→ **Extrait du document**

Nous n'avons aucune reconnaissance de l'intelligentsia, souvent récupérée par le pouvoir en place, afin de l'appuyer.
Car elle était condamnée par la dictature, soit à l'exil soit à la marginalisation ,en refusant une telle alliance.
Et c'est ainsi que nous n'avons pas pu avoir une élite capable d'instituer une école de pensée, des valeurs, une esthétique qui lui est propre , mais plutôt une élite souvent aliénée, soit à la culture occidentale, soit au patrimoine arabo-musulman ( mises à part quelques exceptions ).
Tout converge donc vers le pouvoir politique, vers le sommet, qui a le monopole de décider, diffuser, ou censurer, tout projet entrepris par des acteurs sociaux dans n'importe quel domaine.
La politique n'avait pas pour mission de garantir les libertés, mais d'envahir l'espace public, en usant de la force et de la terreur.
Voilà pourquoi, à notre avis, notre société a dû subir une dictature de plus d'un demi-siècle car toutes les forces sociales ont été confisquées puis canalisées pour réaliser un seul but, soutenir le pouvoir politique en place, chargé de tout faire, tout entreprendre, tout gérer, tout réfléchir, tout assumer.
Aujourdh'ui encore, certains pensent que la liberté est une valeur étrangère à notre culture, nos mœurs, et la perçoivent comme étant le signe d'une acculturation, d' un mimétisme inquiétant.
D'après leur opinion, l'individu n'a pas le droit d'exister en tant que tel, sans se référer à d'autres groupes : familles, villages, quartiers, Etat, communauté etc…
Le discours véhiculé, soit par les médias, soit par les intellectuels bien qu'il revendique la liberté, ne la conçoit pas, pourtant, comme une valeur génératrice d'honnêteté, de créativité, de progrès, d'épanouissement, d'authenticité, ni sur le plan individuel, ni sur le plan collectif.
Plus grave encore, des voix s'élèvent, parmi les avocats et les universitaires pour dire qu'il faut limiter la liberté d'expression en avançant des justifications multiples et souvent très confuses, sans distinction quant à la nature et au domaine de son exercice : artistique, politique, virtuel, scientifique, sociale ou autres.
Car la liberté d'expression n'obéit pas aux mêmes normes, selon son domaine d'intervention.
Dans le domaine artistique par exemple, il serait insensé de limiter la liberté d'expression aux symboles sacrés ou aux valeurs communes d'une société.
Une telle limitation serait contraire à la nature de l'art, qui n'est nullement conformiste et requiert parfois un caractère subversif pour interroger, innover et même trangresser ces valeurs communes ou considérées comme telles.

→ **Données fournies**
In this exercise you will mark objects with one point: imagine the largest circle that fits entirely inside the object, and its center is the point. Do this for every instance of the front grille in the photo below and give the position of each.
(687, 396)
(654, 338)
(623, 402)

→ **Votre objectif**
Citez fidèlement le passage de l'extrait sur la liberté et le pouvoir politique, depuis « D'après leur opinion, l'individu » jusqu'à « son domaine d'intervention. » inclus.

→ **Solution**
D'après leur opinion, l'individu n'a pas le droit d'exister en tant que tel, sans se référer à d'autres groupes : familles, villages, quartiers, Etat, communauté etc…
Le discours véhiculé, soit par les médias, soit par les intellectuels bien qu'il revendique la liberté, ne la conçoit pas, pourtant, comme une valeur génératrice d'honnêteté, de créativité, de progrès, d'épanouissement, d'authenticité, ni sur le plan individuel, ni sur le plan collectif.
Plus grave encore, des voix s'élèvent, parmi les avocats et les universitaires pour dire qu'il faut limiter la liberté d'expression en avançant des justifications multiples et souvent très confuses, sans distinction quant à la nature et au domaine de son exercice : artistique, politique, virtuel, scientifique, sociale ou autres.
Car la liberté d'expression n'obéit pas aux mêmes normes, selon son domaine d'intervention.